▶ _Text section_:
######

Of even greater importance descriptively, the normative evaluations tell us when the foregone or gained CS was so small as to be descriptively uninteresting. In many instances, the absolute value of the CS is de minimis, accepting of course that one can identify thresholds for CS being unimportant (e.g., one cent, five cents, 5% of some premium, and so on). And the point is just to trace out the effect of different thresholds of interest on inferences, in the spirit of the old “payoff dominance” calculations of rejections of standard theory in experimental economics (Harrison 1989, 1992, 1994). An implication is that one should never rely on correlations of risk preferences with the insurance purchase decision as a metric of predictive accuracy, as in Jaspersen et al. (2022), since many of those decisions might be extremely poorly incentivized.Footnote 40 The same is true of linear regressions that look for additive associations of multiple risk parameters with the insurance purchase decision, again as in Jaspersen et al. (2022).Footnote 41

4 The methodological contrast

The empirical literature in behavioral insurance can be classified into two broad categories from a methodological perspective. One reason for doing this is to point out the advantages and disadvantages of each approach, and to suggest ways that hybrid approaches might mitigate these disadvantages.

######

▶ _Records shown_:
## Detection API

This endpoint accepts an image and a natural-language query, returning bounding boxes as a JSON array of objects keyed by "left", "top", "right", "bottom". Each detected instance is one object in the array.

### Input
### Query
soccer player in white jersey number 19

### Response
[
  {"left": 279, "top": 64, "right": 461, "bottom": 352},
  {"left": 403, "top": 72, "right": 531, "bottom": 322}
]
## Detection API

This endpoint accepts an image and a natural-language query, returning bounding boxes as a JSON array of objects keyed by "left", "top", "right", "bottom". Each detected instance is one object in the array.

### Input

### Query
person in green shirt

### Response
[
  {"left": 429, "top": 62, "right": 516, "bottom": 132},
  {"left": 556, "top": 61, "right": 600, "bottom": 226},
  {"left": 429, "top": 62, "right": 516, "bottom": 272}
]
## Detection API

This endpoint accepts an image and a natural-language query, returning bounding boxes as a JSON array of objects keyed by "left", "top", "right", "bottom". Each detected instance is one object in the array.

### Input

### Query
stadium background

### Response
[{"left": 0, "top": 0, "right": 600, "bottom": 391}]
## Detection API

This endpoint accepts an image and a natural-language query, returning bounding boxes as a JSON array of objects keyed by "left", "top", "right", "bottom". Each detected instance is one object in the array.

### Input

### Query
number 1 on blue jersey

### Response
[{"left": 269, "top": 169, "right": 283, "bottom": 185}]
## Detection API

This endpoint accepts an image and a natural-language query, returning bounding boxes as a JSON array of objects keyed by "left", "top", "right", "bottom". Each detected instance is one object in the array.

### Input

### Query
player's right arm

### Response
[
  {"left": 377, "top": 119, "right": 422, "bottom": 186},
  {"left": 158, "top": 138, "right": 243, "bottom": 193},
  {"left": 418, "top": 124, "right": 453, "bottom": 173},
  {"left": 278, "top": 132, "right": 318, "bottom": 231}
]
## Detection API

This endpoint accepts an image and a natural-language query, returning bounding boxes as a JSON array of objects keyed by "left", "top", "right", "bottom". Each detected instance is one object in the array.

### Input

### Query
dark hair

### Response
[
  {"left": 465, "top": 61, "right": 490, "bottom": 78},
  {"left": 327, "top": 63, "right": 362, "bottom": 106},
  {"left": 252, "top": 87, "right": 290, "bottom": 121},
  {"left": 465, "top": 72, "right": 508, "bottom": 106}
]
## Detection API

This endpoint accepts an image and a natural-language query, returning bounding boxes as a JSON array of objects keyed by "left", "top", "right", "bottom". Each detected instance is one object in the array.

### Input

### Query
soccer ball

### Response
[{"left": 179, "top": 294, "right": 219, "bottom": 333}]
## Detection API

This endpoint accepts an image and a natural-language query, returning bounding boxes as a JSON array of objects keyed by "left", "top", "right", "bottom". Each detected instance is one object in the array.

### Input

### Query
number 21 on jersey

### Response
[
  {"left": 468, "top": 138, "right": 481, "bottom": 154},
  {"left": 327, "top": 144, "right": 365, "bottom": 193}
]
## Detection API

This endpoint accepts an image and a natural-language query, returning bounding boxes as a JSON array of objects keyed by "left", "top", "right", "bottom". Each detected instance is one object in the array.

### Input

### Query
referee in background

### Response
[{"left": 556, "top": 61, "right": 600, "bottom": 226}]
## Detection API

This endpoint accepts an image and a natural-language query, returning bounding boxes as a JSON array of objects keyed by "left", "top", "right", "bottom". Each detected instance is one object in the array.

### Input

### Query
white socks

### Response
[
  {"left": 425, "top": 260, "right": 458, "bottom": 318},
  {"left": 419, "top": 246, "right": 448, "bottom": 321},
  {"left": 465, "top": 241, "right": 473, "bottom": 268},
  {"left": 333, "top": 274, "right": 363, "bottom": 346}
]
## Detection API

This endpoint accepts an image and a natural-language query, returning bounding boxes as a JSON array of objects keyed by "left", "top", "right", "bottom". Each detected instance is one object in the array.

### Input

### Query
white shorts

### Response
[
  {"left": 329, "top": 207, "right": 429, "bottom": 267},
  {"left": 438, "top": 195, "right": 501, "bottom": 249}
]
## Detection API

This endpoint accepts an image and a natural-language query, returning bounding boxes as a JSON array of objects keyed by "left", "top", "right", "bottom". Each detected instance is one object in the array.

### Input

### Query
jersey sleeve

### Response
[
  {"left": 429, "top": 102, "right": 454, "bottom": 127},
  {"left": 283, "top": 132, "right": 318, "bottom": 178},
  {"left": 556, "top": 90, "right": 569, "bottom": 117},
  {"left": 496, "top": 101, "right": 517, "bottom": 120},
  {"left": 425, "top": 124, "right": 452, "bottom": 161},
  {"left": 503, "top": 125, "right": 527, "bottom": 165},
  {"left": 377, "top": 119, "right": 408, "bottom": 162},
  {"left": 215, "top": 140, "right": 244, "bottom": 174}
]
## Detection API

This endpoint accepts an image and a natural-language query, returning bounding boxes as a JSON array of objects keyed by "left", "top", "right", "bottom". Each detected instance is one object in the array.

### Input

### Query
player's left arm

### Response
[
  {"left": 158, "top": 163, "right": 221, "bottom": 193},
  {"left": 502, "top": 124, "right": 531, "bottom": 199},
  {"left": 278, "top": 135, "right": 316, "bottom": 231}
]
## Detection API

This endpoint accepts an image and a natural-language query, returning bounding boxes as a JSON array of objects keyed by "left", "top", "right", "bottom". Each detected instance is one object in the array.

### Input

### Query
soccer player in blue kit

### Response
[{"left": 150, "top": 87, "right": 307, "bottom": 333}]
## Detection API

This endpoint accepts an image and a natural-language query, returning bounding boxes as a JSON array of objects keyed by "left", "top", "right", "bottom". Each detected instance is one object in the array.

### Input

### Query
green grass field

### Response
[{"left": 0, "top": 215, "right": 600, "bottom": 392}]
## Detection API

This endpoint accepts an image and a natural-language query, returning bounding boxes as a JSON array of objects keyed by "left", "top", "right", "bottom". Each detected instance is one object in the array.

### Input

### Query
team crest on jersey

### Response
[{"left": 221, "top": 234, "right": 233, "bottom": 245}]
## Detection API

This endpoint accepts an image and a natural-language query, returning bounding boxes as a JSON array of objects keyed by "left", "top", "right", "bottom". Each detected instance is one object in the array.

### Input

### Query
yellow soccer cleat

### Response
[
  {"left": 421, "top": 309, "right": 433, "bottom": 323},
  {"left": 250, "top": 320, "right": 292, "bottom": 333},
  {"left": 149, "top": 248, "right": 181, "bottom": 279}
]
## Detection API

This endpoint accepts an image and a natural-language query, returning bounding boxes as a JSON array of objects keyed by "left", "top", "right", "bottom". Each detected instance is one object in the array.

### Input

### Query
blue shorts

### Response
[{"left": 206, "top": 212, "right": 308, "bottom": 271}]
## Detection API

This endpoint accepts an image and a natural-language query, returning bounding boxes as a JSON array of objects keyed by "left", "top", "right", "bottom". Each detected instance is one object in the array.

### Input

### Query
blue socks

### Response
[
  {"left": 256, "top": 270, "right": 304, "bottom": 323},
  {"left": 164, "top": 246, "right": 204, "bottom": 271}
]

######

Copy everything in the behavioral insurance text from "The empirical literature" down to "mitigate these disadvantages.", swapping "hybrid approaches" for "combined approaches".

The empirical literature in behavioral insurance can be classified into two broad categories from a methodological perspective. One reason for doing this is to point out the advantages and disadvantages of each approach, and to suggest ways that combined approaches might mitigate these disadvantages.